[Natural-language object grounding data]
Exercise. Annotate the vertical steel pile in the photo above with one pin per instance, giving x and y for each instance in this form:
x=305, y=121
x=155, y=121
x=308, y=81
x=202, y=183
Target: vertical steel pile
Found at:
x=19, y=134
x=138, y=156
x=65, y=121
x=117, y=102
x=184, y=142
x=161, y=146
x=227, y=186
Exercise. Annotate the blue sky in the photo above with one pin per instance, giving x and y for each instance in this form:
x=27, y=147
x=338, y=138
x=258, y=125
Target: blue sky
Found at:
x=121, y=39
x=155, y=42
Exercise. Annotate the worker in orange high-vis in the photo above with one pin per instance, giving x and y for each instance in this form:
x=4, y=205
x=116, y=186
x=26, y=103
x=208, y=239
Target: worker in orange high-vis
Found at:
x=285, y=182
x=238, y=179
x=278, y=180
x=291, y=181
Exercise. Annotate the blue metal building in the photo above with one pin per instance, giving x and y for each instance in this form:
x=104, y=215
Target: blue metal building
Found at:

Task directions:
Report the lines above that contain "Exercise".

Answer area:
Exercise. Annotate the vertical steel pile in the photo above with one pin per instance, giving x and y for each instance in this form:
Exercise. Annotate the blue sky in the photo above with one pin per instance, giving x and y for each instance in this form:
Exercise. Annotate the worker in orange high-vis in the photo above with one pin per instance, giving x and y for each instance in this form:
Exercise. Annotate the blue metal building in the photo above with one pin per instance, giving x and y for each instance in this form:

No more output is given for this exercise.